▶ [MATERIAL SUPPLIED]
***
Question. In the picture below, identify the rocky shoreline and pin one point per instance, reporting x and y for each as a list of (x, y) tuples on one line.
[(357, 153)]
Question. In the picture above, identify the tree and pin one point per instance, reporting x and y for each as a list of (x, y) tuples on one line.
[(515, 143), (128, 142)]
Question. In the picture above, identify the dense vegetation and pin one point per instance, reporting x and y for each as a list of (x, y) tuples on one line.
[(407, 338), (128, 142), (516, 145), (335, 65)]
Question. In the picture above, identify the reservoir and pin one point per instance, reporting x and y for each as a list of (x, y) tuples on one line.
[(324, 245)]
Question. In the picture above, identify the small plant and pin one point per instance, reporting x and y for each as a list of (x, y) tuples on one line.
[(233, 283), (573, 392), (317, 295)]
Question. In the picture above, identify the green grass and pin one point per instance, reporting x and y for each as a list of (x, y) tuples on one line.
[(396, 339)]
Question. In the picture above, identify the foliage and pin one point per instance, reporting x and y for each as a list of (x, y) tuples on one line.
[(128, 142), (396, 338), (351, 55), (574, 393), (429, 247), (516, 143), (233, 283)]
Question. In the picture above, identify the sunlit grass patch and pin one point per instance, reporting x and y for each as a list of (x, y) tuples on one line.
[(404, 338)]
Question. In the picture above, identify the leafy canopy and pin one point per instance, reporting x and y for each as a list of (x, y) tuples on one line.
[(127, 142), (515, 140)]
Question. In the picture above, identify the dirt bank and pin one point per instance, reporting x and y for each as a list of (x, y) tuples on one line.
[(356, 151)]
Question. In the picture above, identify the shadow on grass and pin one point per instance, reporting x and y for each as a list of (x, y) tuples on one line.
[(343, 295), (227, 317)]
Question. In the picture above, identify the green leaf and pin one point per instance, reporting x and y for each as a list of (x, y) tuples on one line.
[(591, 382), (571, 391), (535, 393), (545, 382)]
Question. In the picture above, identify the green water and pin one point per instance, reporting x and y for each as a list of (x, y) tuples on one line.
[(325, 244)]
***
Each line of the data must be returned exactly.

▶ [YOUR SOLUTION]
Question. In the picture below, identify the rocky shoreline and pin one point per instance, reporting x and y for each as a list of (x, y) tuples on one line.
[(357, 153)]
Question. In the picture above, identify the tree and pin one point per instance, reporting x and y for each as a list of (x, y) tuples on one line.
[(515, 143), (128, 142)]
Question. In the picture above, identify the dense vegetation and pin one point per instance, reporting x and y for each as a list of (x, y) tuples on one line.
[(407, 338), (128, 142), (516, 145), (335, 65)]
Question. In the picture above, identify the reservoir and pin one point per instance, reporting x and y for each as a list of (x, y) tuples on one line.
[(324, 245)]
Question. In the picture above, identify the small plant and pin one point per instance, reporting x and y for each as a list of (x, y) tuples on one line.
[(233, 283), (573, 392), (317, 295)]
Question. In the picture above, identify the green grass and pin one point per instance, reporting x and y for each as a list of (x, y) tuples on one line.
[(396, 339)]
Question. In the picture above, identify the foliage and pin one point per instance, reporting x and y for each as a list of (x, y) tuples on one line.
[(128, 142), (396, 338), (351, 55), (574, 393), (429, 247), (516, 143), (233, 283)]
Question. In the picture above, identify the sunlit grass patch and pin one point per instance, reporting x and y for each as a list of (x, y) tuples on one line.
[(404, 338)]
Question. In the picture above, identify the leafy canopy and pin one point per instance, reporting x and y for each as a list of (x, y) tuples on one line.
[(127, 142), (515, 140)]
Question. In the picture above, identify the dirt bank and pin one point per instance, reporting x and y for each as a list of (x, y) tuples on one line.
[(356, 151)]
Question. In the picture above, identify the shadow on grass and pin one point per instance, reporting x and y for each as a list of (x, y) tuples on one line.
[(343, 295), (227, 317)]
Question. In the picture above, identify the green leaf and pin one point per instance, reporting x and y for each as a list of (x, y) tuples on one line.
[(591, 382), (571, 391), (535, 393), (545, 382)]
Question. In the picture above, identify the green water and pin one point per instance, reporting x and y for each as a list of (x, y) tuples on one line.
[(325, 244)]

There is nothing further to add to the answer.